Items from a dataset
# # # #
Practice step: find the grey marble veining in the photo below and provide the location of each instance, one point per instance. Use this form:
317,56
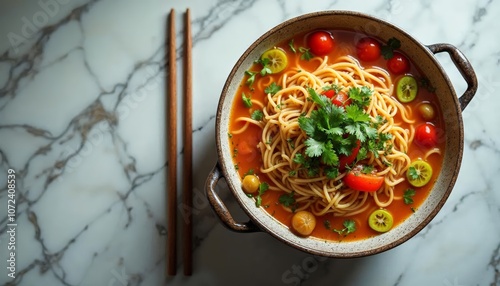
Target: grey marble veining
82,124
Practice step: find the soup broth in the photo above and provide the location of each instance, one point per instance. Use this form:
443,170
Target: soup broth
416,119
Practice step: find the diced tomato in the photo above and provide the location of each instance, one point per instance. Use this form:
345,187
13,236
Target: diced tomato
398,64
359,181
347,160
426,135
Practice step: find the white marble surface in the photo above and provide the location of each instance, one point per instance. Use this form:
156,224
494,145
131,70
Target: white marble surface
82,124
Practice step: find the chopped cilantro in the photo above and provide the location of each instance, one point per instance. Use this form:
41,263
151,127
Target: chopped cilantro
246,100
333,131
407,196
257,115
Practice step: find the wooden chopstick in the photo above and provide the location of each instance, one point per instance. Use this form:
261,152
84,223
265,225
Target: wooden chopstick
171,133
188,148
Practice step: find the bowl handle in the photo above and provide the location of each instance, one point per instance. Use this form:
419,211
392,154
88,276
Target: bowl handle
221,209
464,67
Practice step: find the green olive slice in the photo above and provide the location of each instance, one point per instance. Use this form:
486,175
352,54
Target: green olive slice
380,220
277,59
419,173
406,88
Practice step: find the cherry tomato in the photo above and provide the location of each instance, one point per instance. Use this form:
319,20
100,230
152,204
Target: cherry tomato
398,64
359,181
347,160
426,135
368,49
320,43
329,93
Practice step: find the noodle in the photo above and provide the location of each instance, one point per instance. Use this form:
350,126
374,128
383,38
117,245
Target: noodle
280,127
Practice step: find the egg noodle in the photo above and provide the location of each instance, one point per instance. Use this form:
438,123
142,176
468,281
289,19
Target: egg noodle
282,138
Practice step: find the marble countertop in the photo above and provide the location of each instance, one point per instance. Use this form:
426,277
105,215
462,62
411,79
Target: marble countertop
82,124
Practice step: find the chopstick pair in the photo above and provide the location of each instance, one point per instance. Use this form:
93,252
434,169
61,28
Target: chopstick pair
172,148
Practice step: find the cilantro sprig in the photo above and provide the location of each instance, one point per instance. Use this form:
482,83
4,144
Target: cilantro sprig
333,131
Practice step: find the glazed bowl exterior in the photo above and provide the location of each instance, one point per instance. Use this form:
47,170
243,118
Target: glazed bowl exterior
419,54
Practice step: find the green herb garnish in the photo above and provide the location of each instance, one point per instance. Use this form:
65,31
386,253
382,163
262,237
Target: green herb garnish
246,100
333,131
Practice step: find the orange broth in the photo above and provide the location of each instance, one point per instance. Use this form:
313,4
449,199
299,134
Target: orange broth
246,154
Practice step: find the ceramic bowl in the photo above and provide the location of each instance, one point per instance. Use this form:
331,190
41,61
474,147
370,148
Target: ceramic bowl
421,55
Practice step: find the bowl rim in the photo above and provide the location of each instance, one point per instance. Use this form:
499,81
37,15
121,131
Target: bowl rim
225,167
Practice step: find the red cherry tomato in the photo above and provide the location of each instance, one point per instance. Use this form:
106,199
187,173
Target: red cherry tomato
329,93
347,160
398,64
320,43
426,135
359,181
368,49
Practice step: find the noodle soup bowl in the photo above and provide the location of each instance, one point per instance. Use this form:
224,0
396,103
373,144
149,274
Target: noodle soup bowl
# # # #
What you have to do:
Would you output the data exactly, without any of its images?

Task answer:
Practice step: find the grey marble veining in the photo below and provide the location of each instance, one point per instance. Use this form:
317,56
Target: grey marble veining
82,124
Practice step: find the soup broth in the photo above and provide the location of each instance, one point per instance. Use this form:
443,170
Target: soup broth
416,119
Practice step: find the diced tomato in the photo above and provide the location of each instance, one point per instance. Use this form:
345,187
13,236
Target: diced tomato
398,64
359,181
347,160
426,135
Practice step: find the white marble surface in the photo above and provide the location of each instance, one point per instance. Use this form:
156,224
494,145
131,70
Target: white marble surface
82,124
Practice step: find the chopped cilantro in the photo above and provide the location of each instance, one point per instance. Use this form:
41,263
151,127
Target: chopped cilantro
246,100
333,131
407,196
257,115
Practice step: find the wooden chopstick in the photo above and provide the location of each instance, one point per instance. Use this form:
261,152
84,223
265,225
Target: wooden chopstick
171,133
188,148
Practice step: find the bowl handle in the photo above and provide the location of each instance, one point per instance. Use this form:
419,211
392,154
88,276
Target: bowl handle
221,209
464,67
Practice step: find the green olive slice in the photo above and provide the location of each instance, one point per instance. Use this form:
486,175
352,54
Target: green olive slice
380,220
277,59
419,173
406,88
Practice step: find the cherry tomato in the photo above and provide the location of each instance, one point per instance. Use this form:
319,20
100,230
152,204
Target: cherry tomato
398,64
359,181
347,160
426,135
368,49
320,43
329,93
Practice step: find the noodle in the photo above and provide the location of each instance, one point per instance. Use this form:
350,126
374,128
383,38
117,245
Target: noodle
280,127
Practice step: find the egg noodle in the photo above and provide the location of each instance, one point per instance. Use this form:
438,123
142,176
468,281
289,19
Target: egg noodle
282,138
Practice step: find the marble countertop in the photo above and provide the location of each instance, one point per instance. Use this form:
426,277
105,215
462,62
411,79
Target: marble countertop
82,124
Practice step: find the chopstick pair in the photo above and provide the location of each instance, one point per instance. Use this form:
93,252
434,169
61,28
Target: chopstick pair
172,148
Practice step: find the cilantro sprig in the photo above and provide the location of each instance, one point per instance. Use this form:
482,83
4,144
Target: cilantro sprig
333,131
Practice step: find the glazed bowl exterior in the photo above and provide the location of each instance, one point per instance. Use this form:
47,170
243,118
Target: glazed bowl exterior
419,54
Practice step: find the green herb garnish in the photo above and provide the location of each instance, one point per instance. Use this form:
65,31
386,253
382,163
262,237
Target: green herb garnish
246,100
333,131
Practice step: find the orange broth in the photo above and provide the location of each instance, one point per instance. Use this form:
313,4
449,199
299,134
Target: orange broth
246,154
Practice step: find the ceramic bowl in the photo above and provide the location of each instance, one point per instance. Use this form:
331,190
41,61
474,147
370,148
Target: ceramic bowl
421,55
Practice step: find the bowl rim in the photo above and provide the location of each instance, one point per instance. Use this form:
499,81
37,15
121,131
Target: bowl rim
225,167
Practice step: find the red cherry tomato in the photo above and provide the location of each instance, one point per instance. Use this form:
106,199
187,173
Target: red cherry tomato
329,93
347,160
398,64
320,43
426,135
359,181
368,49
Practice step: find the noodle soup bowl in the photo above and provide the location of each instance, one point per instance. Use this form:
224,0
396,103
373,144
149,274
Target: noodle soup bowl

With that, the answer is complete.